In the records below, copy every line from the one containing "object_query = grass lawn" through the one containing "left=0, top=574, right=1000, bottom=667", inclusive.

--------

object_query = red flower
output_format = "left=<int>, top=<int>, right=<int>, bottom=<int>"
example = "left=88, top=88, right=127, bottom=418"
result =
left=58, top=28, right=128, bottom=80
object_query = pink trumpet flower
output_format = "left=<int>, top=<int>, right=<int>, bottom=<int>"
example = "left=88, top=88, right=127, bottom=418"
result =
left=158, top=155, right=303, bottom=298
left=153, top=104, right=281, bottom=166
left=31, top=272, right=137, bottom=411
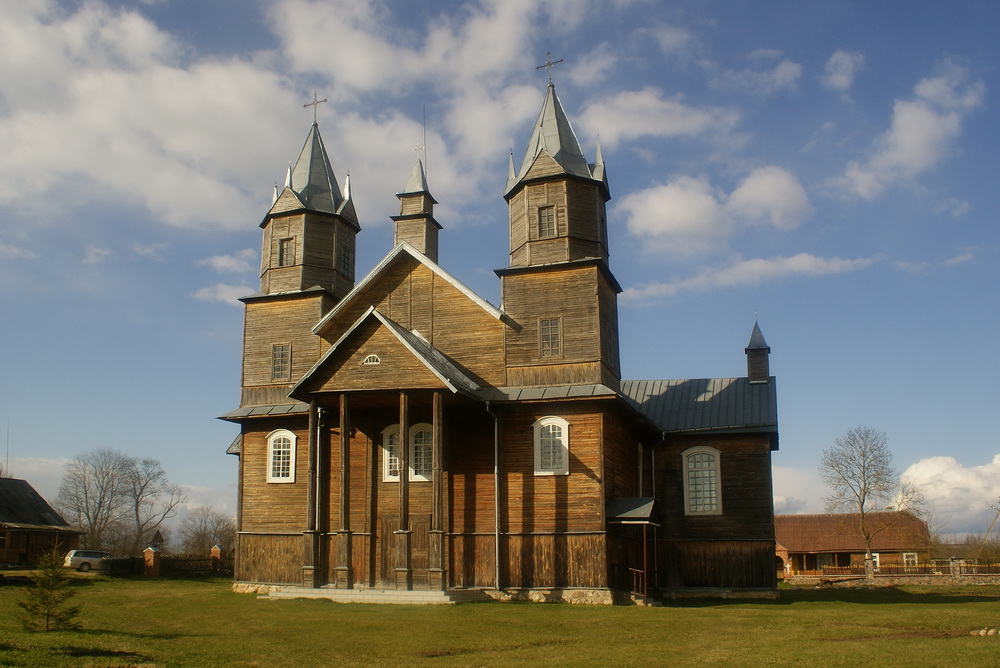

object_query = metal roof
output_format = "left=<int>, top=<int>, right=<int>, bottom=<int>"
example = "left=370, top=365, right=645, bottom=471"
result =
left=476, top=383, right=618, bottom=401
left=0, top=478, right=73, bottom=531
left=621, top=376, right=778, bottom=433
left=219, top=399, right=309, bottom=422
left=505, top=82, right=604, bottom=193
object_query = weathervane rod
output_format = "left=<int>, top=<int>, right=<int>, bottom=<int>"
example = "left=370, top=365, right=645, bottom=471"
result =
left=535, top=51, right=564, bottom=83
left=302, top=91, right=329, bottom=125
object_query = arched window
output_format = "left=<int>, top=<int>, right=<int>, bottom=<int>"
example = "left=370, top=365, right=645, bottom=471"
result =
left=681, top=446, right=722, bottom=515
left=532, top=415, right=569, bottom=475
left=382, top=422, right=434, bottom=482
left=267, top=429, right=296, bottom=482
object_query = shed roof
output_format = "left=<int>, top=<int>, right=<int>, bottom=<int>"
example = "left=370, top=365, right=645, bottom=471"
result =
left=0, top=478, right=73, bottom=531
left=621, top=377, right=778, bottom=434
left=774, top=511, right=929, bottom=553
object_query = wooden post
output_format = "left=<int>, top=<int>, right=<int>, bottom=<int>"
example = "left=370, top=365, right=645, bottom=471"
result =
left=337, top=392, right=354, bottom=589
left=396, top=392, right=413, bottom=590
left=428, top=391, right=448, bottom=591
left=302, top=401, right=319, bottom=587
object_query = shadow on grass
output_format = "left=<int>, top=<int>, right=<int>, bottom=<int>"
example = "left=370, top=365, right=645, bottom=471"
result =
left=663, top=586, right=1000, bottom=608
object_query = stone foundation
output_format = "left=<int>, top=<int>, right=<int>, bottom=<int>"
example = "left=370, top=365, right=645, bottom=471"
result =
left=483, top=588, right=615, bottom=605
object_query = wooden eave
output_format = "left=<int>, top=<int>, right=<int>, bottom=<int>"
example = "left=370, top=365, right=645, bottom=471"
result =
left=312, top=241, right=521, bottom=334
left=288, top=306, right=479, bottom=400
left=493, top=257, right=624, bottom=294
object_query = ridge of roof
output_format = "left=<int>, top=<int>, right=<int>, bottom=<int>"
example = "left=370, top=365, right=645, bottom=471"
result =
left=288, top=306, right=479, bottom=398
left=312, top=241, right=520, bottom=334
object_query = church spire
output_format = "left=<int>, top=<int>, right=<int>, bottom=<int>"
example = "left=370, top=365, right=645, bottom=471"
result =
left=507, top=81, right=600, bottom=195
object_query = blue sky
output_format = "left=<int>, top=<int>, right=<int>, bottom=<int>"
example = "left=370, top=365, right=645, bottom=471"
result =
left=0, top=0, right=1000, bottom=534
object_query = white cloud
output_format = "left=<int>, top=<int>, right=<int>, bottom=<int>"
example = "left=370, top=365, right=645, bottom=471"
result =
left=709, top=49, right=802, bottom=97
left=902, top=454, right=1000, bottom=534
left=197, top=248, right=260, bottom=274
left=617, top=166, right=812, bottom=255
left=617, top=176, right=731, bottom=254
left=191, top=283, right=256, bottom=306
left=726, top=166, right=812, bottom=230
left=823, top=49, right=865, bottom=92
left=622, top=253, right=876, bottom=302
left=579, top=86, right=739, bottom=146
left=834, top=65, right=985, bottom=200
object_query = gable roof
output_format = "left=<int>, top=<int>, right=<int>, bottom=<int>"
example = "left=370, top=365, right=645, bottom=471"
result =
left=621, top=377, right=778, bottom=435
left=0, top=478, right=73, bottom=531
left=288, top=306, right=479, bottom=397
left=312, top=241, right=521, bottom=334
left=774, top=511, right=930, bottom=552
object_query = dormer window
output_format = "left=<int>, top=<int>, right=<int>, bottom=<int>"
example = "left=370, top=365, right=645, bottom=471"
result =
left=538, top=206, right=556, bottom=239
left=278, top=237, right=295, bottom=267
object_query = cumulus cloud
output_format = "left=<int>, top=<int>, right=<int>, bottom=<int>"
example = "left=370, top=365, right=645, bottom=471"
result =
left=709, top=49, right=802, bottom=97
left=196, top=248, right=260, bottom=274
left=618, top=166, right=812, bottom=255
left=579, top=86, right=740, bottom=146
left=191, top=283, right=256, bottom=306
left=823, top=49, right=865, bottom=92
left=834, top=64, right=986, bottom=200
left=622, top=253, right=877, bottom=302
left=726, top=166, right=812, bottom=230
left=902, top=454, right=1000, bottom=534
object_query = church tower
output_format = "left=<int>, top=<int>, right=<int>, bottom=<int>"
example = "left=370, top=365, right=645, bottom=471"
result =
left=241, top=123, right=361, bottom=406
left=496, top=82, right=621, bottom=390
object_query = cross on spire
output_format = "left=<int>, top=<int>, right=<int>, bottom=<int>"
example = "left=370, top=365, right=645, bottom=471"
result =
left=302, top=91, right=329, bottom=125
left=535, top=51, right=563, bottom=83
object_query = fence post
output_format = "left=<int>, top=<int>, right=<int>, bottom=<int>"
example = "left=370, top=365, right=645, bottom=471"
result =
left=142, top=547, right=160, bottom=578
left=209, top=545, right=226, bottom=575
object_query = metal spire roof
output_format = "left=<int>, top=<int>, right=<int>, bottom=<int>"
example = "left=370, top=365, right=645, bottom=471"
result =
left=400, top=158, right=430, bottom=195
left=285, top=123, right=345, bottom=213
left=746, top=320, right=771, bottom=352
left=507, top=82, right=601, bottom=192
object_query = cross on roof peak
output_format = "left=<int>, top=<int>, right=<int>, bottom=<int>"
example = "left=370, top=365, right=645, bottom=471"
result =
left=302, top=91, right=329, bottom=125
left=535, top=51, right=564, bottom=83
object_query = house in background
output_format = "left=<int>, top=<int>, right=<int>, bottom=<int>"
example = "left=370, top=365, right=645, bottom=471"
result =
left=0, top=478, right=80, bottom=566
left=222, top=83, right=778, bottom=602
left=774, top=510, right=931, bottom=575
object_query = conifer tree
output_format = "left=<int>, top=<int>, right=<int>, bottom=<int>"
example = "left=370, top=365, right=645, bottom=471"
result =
left=17, top=549, right=80, bottom=631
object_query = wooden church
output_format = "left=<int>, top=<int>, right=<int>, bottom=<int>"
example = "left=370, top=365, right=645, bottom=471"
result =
left=222, top=83, right=778, bottom=602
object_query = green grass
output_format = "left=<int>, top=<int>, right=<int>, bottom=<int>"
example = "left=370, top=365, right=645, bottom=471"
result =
left=0, top=575, right=1000, bottom=668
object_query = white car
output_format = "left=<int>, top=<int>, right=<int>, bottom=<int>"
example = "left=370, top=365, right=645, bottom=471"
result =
left=63, top=550, right=115, bottom=573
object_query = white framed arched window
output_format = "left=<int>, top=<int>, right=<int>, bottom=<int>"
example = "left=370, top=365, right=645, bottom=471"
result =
left=267, top=429, right=297, bottom=482
left=382, top=422, right=434, bottom=482
left=532, top=415, right=569, bottom=475
left=681, top=445, right=722, bottom=515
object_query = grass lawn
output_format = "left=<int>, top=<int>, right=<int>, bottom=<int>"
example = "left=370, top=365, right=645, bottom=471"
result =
left=0, top=574, right=1000, bottom=667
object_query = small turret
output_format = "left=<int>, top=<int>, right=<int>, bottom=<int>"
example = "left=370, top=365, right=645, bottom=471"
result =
left=391, top=159, right=441, bottom=262
left=745, top=320, right=771, bottom=383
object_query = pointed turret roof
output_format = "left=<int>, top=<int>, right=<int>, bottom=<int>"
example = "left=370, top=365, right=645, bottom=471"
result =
left=507, top=82, right=603, bottom=193
left=746, top=320, right=771, bottom=352
left=285, top=123, right=345, bottom=213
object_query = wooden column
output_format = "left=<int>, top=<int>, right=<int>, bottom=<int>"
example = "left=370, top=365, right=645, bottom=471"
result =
left=428, top=391, right=448, bottom=591
left=396, top=392, right=413, bottom=590
left=336, top=392, right=354, bottom=589
left=302, top=401, right=319, bottom=587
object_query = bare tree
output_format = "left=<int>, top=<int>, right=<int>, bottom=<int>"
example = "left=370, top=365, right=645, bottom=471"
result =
left=180, top=506, right=236, bottom=556
left=126, top=459, right=187, bottom=554
left=56, top=448, right=129, bottom=548
left=819, top=427, right=923, bottom=575
left=56, top=448, right=185, bottom=554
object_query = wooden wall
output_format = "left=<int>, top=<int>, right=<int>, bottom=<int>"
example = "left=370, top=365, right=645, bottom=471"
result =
left=234, top=533, right=305, bottom=584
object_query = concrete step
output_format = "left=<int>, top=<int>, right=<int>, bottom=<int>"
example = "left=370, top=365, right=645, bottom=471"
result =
left=264, top=587, right=486, bottom=605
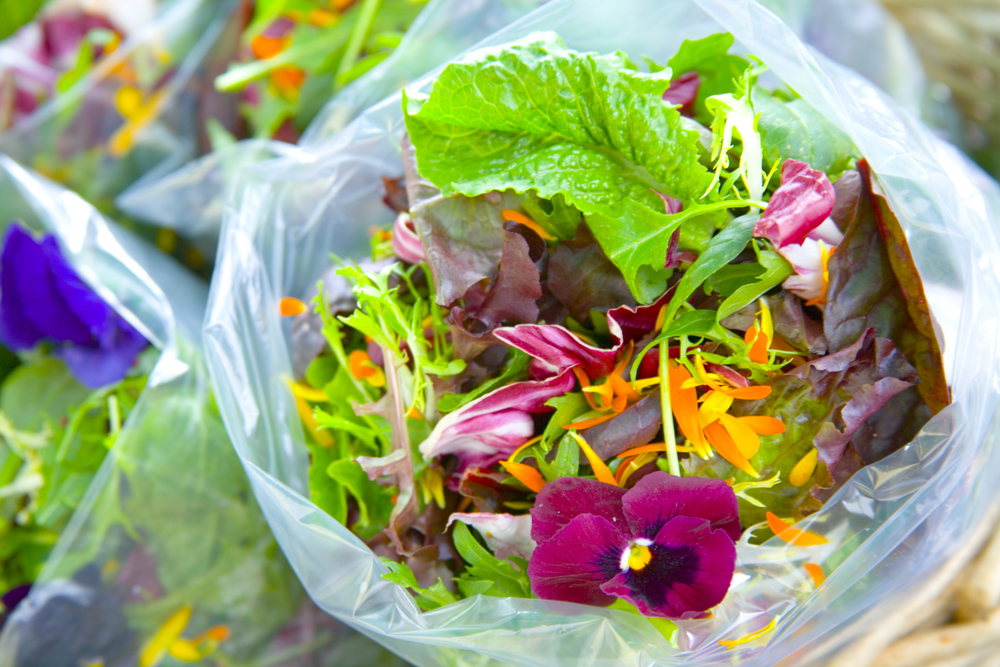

--------

* **SOLUTION FOR THIS EXERCISE**
object_query = grass lawn
output_format = "left=<int>, top=<int>, right=<int>, bottom=<int>"
example = "left=370, top=365, right=645, bottom=471"
result =
left=0, top=574, right=1000, bottom=667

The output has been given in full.